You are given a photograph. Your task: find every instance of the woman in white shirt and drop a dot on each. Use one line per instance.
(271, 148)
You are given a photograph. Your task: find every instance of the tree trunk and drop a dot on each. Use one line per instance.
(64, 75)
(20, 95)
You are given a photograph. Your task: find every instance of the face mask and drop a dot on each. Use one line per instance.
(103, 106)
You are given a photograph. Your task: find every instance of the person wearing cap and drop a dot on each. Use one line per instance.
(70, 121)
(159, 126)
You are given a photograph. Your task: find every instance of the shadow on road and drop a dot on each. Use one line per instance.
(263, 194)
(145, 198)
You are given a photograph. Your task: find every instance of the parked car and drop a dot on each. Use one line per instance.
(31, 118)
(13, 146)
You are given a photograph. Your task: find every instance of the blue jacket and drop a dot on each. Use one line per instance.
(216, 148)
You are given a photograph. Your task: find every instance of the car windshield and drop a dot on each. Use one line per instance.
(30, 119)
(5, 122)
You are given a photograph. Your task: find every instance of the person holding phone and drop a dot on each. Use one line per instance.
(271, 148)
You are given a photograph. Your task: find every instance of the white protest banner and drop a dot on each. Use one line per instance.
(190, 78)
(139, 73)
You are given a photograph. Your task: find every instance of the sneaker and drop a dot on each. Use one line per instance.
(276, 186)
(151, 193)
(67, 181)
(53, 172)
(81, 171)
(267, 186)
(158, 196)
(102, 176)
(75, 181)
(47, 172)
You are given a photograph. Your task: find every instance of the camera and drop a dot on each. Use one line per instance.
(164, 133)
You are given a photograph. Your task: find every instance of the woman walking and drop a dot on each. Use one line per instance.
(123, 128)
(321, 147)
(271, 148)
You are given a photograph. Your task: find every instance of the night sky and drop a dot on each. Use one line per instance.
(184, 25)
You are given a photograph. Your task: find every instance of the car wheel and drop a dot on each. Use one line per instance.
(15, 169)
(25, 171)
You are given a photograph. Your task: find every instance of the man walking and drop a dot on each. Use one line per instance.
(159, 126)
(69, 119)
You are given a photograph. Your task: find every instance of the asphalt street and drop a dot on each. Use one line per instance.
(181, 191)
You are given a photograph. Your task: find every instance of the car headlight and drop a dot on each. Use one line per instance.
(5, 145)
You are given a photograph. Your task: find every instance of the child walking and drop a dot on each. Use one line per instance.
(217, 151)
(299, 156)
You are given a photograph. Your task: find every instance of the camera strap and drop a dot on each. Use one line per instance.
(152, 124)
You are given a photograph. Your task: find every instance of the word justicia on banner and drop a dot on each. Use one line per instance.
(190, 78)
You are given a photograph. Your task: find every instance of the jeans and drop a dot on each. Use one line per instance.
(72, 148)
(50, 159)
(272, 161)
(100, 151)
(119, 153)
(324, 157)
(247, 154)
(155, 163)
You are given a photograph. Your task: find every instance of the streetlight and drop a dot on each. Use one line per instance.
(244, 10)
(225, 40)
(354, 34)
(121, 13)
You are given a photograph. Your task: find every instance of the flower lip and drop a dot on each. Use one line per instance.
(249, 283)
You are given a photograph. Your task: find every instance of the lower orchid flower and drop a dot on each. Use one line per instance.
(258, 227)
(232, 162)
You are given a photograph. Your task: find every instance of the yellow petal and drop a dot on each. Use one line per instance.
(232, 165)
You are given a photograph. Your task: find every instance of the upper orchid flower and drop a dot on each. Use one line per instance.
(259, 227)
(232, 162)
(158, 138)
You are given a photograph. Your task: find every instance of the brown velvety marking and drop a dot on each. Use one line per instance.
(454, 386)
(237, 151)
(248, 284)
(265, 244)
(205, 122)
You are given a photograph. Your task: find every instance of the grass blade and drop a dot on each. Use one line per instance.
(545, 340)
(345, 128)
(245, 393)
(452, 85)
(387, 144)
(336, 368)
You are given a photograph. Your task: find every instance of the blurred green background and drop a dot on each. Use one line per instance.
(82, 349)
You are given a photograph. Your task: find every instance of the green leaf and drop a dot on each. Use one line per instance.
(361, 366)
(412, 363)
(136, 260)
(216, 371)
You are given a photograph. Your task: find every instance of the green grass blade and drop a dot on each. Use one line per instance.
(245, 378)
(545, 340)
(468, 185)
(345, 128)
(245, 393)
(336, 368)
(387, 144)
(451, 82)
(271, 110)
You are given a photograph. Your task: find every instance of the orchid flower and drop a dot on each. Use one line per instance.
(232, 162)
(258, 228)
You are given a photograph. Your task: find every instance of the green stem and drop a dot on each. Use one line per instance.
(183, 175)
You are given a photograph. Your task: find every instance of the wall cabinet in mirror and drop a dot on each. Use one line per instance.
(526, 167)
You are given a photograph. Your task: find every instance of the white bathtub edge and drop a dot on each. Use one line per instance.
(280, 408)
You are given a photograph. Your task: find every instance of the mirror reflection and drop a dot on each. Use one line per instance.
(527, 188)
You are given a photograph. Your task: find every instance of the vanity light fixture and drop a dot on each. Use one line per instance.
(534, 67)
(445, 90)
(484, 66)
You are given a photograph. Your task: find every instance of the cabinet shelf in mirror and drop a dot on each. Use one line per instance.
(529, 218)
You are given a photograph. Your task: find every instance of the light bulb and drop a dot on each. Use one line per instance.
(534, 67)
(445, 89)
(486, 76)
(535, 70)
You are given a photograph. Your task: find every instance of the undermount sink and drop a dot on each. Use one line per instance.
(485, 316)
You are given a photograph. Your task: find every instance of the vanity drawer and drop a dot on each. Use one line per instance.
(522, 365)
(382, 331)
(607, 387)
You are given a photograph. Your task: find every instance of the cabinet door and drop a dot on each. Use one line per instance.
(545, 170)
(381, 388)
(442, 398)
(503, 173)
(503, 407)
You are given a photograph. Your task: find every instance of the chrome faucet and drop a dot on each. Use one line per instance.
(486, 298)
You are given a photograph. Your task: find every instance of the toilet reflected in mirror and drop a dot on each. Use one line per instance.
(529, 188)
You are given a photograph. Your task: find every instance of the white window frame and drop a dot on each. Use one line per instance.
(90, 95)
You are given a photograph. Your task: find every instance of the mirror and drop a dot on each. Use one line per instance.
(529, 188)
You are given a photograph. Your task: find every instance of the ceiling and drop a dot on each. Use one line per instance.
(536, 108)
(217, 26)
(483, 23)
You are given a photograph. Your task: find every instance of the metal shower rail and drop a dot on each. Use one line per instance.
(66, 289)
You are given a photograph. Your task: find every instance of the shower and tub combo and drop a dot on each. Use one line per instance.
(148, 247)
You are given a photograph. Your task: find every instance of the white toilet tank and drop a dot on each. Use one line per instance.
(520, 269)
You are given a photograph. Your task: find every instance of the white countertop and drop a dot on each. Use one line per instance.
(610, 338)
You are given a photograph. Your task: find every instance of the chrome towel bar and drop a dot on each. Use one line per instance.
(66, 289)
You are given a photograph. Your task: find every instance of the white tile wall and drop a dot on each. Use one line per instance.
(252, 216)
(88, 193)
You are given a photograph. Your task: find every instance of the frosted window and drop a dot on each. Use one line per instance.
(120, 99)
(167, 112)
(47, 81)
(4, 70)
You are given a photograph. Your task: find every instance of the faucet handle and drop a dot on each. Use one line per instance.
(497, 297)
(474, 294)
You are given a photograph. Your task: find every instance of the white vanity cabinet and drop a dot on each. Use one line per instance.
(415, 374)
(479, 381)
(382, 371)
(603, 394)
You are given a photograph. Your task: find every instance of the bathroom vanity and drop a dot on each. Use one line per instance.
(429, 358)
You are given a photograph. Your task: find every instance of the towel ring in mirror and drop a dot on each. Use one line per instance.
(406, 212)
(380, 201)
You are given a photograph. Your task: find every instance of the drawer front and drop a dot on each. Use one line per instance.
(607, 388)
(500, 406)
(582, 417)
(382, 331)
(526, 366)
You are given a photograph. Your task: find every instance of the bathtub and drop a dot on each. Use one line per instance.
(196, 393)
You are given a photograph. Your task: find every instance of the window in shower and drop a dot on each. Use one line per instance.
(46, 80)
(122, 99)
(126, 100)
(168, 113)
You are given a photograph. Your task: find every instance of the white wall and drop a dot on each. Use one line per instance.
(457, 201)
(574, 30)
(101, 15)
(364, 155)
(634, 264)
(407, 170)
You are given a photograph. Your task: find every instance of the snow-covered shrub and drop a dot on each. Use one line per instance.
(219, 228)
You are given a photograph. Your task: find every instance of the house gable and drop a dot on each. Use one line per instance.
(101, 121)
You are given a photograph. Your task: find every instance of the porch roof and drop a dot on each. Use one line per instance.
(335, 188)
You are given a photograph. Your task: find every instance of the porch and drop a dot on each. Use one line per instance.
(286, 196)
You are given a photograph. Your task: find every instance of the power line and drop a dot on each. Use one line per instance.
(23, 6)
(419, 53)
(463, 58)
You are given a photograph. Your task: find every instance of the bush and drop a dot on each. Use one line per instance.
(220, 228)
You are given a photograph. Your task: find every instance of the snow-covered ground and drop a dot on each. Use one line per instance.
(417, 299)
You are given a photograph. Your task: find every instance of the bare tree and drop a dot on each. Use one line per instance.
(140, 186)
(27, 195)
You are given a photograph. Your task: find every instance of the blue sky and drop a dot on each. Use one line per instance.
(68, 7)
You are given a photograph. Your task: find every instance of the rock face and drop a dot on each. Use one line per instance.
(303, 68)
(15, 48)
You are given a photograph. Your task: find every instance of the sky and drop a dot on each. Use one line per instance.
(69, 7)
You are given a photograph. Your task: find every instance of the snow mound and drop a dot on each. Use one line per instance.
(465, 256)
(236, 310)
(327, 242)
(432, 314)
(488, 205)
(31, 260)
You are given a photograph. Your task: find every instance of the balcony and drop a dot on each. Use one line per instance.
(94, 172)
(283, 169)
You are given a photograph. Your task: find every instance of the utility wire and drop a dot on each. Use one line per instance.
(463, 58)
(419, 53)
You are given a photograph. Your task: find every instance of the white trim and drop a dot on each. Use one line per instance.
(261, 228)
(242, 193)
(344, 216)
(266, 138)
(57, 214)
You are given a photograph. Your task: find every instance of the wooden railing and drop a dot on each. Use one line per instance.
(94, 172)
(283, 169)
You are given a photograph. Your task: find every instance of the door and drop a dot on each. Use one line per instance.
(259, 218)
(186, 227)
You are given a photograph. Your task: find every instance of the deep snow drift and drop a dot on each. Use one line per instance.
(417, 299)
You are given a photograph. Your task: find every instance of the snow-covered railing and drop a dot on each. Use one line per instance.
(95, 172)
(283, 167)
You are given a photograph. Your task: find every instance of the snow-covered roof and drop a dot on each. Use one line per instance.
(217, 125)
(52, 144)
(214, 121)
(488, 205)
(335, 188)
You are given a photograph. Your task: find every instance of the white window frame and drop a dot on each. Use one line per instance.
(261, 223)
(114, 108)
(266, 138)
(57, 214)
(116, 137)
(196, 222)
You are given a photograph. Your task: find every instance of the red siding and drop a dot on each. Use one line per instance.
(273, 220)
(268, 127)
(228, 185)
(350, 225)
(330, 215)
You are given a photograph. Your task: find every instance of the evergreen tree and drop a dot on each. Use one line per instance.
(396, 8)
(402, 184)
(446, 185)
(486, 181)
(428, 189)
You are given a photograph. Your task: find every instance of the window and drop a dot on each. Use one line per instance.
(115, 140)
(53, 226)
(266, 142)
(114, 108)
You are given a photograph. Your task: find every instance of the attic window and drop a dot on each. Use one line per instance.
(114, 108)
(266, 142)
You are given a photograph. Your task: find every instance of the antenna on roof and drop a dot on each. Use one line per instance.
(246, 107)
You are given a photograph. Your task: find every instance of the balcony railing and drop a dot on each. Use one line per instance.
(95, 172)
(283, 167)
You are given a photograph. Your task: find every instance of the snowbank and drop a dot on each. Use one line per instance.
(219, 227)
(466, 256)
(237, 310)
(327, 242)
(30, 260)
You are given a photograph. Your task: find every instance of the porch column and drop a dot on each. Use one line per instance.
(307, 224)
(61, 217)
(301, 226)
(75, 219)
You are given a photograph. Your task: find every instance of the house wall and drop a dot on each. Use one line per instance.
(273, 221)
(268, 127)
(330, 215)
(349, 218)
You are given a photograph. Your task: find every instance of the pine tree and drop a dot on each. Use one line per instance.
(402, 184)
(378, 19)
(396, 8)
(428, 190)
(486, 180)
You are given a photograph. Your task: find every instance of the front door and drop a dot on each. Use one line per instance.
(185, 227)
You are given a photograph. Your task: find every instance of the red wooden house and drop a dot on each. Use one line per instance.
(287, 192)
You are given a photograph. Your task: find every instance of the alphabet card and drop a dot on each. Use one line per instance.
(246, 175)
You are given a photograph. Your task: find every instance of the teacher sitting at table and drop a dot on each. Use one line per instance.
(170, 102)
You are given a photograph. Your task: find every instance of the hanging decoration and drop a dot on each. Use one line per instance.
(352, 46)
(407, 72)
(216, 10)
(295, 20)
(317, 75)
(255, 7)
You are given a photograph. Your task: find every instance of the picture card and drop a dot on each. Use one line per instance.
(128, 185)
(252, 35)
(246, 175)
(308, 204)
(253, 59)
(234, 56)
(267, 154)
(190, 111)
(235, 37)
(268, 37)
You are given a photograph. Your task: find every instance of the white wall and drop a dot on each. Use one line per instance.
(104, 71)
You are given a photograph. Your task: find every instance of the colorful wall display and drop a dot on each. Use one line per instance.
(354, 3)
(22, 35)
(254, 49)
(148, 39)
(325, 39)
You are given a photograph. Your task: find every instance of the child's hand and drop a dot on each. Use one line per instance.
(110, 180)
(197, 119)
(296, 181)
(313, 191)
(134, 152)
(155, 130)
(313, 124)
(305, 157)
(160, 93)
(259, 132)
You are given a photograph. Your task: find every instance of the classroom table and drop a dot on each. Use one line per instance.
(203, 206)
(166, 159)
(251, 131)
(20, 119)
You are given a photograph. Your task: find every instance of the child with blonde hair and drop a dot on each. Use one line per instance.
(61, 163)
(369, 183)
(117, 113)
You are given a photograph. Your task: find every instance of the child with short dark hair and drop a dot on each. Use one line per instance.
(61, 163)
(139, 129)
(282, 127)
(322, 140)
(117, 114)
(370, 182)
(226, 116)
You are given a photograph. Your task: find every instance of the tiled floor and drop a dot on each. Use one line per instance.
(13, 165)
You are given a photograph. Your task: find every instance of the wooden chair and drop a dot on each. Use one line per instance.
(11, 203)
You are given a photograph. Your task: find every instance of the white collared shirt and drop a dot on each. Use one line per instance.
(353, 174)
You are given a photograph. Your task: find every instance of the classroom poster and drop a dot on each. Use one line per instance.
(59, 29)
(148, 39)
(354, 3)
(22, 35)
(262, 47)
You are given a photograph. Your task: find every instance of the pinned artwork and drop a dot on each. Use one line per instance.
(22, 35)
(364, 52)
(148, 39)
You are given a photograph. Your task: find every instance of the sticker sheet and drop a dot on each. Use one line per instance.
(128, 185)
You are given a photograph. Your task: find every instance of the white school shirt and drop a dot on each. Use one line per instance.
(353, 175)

**Written request:** Give back exactly the lines that run from the line with "child with short" through the close of the material, counting both ends, and nothing more.

**Written reply:**
You are given a photograph. Your task: find every instance of the child with short dark hair and drop a dot on each. Use one line per instance.
(61, 163)
(139, 129)
(282, 127)
(322, 140)
(117, 114)
(370, 182)
(226, 116)
You are given a photograph. Your task: find every instance of the tiled floor and drop a dot on each. Use one line per instance.
(13, 165)
You are given a photograph. Your task: find every instance of the wooden chair and drop a dot on each. Use one line per instance.
(11, 203)
You are given a photograph. Your task: find every instance of the white collared shirt and drop a dot on each. Use one line per instance.
(353, 174)
You are given a photograph. Your task: find every instance of the classroom poster and drop a dot on each. Use one line per instance.
(59, 29)
(148, 39)
(354, 3)
(22, 35)
(262, 47)
You are given a photograph. Your task: find every instance of the pinned artwork and drop a dot on each. Use one line per instance.
(22, 35)
(364, 52)
(148, 39)
You are given a photograph. Your task: find every instance of the sticker sheet and drop a dot on each. Use one line per instance.
(128, 185)
You are given a photograph. Your task: find every instance of the white school shirt and drop a dot on each. Use one line per instance.
(353, 175)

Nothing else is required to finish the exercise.